** INFORMATION SUPPLIED follows **

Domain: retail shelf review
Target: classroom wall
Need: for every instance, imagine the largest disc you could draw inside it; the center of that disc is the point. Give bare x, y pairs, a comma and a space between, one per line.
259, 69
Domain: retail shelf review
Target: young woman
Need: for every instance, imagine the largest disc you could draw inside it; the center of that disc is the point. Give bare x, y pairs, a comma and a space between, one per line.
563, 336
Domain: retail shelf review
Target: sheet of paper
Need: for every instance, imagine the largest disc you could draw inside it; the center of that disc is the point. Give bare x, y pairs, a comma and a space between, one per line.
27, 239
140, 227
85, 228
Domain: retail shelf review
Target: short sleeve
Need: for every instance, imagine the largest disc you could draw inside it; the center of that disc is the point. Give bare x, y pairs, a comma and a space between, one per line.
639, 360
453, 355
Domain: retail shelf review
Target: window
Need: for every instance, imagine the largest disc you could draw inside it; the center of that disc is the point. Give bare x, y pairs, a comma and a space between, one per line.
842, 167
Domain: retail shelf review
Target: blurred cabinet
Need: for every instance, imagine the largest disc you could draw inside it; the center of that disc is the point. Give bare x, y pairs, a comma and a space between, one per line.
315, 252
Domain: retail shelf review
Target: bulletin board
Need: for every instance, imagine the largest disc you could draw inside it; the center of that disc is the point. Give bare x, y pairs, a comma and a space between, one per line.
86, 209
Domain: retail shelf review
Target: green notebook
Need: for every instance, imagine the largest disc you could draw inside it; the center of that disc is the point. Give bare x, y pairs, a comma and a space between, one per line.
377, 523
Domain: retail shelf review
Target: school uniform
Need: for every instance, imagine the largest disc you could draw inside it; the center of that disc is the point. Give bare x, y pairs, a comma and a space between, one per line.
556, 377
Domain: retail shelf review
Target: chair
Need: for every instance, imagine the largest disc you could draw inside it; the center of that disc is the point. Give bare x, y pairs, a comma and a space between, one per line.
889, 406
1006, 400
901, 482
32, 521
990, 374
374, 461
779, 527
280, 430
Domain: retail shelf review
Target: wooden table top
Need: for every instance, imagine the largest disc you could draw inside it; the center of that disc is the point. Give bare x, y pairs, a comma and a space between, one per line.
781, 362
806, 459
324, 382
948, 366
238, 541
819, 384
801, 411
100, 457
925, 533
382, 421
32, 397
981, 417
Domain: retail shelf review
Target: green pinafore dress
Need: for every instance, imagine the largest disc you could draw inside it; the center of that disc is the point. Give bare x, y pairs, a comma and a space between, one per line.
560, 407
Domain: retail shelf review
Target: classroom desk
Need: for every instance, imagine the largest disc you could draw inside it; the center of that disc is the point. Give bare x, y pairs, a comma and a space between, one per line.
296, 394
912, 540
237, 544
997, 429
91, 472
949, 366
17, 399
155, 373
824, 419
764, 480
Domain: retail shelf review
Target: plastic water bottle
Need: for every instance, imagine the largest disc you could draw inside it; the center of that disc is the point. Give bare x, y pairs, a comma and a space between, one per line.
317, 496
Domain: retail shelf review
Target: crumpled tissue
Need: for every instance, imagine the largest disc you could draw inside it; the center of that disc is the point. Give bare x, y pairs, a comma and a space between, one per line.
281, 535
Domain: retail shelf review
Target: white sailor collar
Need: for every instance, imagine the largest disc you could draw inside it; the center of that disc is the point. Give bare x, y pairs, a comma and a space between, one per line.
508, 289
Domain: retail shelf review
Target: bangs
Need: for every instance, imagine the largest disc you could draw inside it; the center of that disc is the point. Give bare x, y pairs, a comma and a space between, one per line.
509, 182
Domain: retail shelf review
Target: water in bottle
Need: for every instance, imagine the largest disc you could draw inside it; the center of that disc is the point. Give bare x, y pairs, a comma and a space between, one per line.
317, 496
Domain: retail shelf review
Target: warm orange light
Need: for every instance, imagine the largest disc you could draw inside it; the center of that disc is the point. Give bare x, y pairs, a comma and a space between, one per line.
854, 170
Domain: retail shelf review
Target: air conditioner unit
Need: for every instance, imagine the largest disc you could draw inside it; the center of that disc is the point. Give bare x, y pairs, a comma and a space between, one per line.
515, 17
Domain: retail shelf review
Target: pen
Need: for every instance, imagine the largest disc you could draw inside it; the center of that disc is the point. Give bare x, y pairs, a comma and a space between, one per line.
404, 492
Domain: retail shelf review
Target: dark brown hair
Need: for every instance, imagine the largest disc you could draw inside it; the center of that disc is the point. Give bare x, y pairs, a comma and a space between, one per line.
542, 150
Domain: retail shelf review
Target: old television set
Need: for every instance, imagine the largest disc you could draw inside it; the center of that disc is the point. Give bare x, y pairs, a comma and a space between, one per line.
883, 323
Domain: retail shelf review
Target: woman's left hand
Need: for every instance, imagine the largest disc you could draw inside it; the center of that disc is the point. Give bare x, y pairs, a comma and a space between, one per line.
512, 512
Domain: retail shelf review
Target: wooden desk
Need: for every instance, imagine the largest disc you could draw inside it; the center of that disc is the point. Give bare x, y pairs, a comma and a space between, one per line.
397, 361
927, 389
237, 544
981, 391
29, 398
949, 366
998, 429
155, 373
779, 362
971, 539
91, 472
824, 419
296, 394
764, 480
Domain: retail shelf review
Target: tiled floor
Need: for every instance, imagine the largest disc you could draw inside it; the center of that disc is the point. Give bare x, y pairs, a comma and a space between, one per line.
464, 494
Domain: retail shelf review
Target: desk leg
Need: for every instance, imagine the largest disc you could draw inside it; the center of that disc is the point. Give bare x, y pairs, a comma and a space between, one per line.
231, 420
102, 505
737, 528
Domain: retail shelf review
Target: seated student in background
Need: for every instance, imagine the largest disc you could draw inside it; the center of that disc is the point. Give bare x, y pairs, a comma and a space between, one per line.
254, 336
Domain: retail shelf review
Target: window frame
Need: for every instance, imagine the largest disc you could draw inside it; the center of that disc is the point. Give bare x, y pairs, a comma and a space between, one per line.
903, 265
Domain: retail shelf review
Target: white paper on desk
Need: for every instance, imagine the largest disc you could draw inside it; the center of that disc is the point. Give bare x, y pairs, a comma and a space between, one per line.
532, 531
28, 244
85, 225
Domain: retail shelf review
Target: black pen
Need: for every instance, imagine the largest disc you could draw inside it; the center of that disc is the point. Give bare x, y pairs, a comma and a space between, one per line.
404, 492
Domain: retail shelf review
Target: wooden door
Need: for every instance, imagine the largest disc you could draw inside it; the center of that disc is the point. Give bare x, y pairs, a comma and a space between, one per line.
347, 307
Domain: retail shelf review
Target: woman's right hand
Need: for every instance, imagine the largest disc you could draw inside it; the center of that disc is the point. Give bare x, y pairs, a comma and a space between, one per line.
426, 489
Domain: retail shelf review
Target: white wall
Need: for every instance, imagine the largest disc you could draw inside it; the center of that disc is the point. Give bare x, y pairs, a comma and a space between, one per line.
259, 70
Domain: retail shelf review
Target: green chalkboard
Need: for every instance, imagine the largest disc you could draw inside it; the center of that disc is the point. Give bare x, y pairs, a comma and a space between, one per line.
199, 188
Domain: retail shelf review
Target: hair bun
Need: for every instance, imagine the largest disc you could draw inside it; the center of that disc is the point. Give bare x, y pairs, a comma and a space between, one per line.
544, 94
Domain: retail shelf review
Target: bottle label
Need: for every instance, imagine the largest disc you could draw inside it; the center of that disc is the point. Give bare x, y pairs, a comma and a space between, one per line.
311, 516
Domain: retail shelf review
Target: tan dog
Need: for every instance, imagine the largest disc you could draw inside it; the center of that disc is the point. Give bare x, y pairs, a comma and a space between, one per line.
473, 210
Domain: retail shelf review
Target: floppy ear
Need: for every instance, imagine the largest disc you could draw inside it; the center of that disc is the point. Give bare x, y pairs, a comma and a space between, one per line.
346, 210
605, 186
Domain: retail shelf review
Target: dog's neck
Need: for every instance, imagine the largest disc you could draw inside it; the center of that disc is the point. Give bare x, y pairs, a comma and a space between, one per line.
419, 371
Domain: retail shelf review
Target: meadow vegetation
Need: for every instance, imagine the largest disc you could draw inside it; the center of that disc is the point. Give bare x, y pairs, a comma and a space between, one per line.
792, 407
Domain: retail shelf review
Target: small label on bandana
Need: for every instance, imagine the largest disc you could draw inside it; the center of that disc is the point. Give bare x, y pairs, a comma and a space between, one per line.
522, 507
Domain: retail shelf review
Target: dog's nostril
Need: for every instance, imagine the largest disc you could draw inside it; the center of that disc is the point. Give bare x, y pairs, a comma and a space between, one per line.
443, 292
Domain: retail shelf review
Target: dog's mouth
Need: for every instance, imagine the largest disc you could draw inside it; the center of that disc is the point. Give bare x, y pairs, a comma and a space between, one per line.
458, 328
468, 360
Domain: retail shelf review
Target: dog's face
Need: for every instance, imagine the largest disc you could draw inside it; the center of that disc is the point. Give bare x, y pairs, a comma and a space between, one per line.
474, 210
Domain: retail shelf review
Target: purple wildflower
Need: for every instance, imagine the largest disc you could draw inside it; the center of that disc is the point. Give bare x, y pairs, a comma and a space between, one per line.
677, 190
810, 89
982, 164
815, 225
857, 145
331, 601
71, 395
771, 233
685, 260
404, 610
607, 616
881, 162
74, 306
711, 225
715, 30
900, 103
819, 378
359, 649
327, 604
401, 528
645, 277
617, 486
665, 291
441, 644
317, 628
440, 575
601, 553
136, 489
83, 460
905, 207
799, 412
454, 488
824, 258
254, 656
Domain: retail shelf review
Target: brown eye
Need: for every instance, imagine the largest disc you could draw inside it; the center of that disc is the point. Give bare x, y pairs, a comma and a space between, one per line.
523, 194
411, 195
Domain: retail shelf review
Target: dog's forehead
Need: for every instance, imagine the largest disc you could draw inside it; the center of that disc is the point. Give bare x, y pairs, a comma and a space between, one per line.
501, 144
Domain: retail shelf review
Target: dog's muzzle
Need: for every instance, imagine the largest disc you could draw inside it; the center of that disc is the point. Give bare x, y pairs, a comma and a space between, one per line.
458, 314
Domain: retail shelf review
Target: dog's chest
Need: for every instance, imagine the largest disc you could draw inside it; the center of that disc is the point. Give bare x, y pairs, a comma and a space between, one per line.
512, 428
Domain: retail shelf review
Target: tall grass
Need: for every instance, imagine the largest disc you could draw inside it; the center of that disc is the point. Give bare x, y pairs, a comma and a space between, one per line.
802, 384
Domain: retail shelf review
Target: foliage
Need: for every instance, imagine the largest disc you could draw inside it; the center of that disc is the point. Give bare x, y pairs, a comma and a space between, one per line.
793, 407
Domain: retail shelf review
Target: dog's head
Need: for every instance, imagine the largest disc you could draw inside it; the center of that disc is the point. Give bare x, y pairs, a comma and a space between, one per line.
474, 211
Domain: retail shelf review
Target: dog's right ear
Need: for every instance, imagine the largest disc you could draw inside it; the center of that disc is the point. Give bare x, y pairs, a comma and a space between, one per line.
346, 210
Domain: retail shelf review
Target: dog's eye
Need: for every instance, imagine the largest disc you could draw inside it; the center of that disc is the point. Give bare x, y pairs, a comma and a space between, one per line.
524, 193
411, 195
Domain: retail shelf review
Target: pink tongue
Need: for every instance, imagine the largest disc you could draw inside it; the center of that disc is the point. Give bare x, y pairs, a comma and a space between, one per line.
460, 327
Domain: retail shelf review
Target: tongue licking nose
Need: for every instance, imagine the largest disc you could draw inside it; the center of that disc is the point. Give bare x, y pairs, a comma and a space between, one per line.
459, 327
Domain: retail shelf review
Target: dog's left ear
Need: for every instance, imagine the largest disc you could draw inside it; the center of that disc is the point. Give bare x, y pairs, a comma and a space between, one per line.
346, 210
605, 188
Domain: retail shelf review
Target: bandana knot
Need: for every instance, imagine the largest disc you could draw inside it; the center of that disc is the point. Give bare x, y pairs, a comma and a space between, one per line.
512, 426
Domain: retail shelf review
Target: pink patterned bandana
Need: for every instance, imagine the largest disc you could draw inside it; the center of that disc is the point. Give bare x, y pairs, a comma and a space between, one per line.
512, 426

** End of INFORMATION SUPPLIED **

-- REQUIREMENT --
Taking the lines above one at a time, give the number of them that contain the string "pink". Add nothing else.

-- FINISHED EXERCISE --
2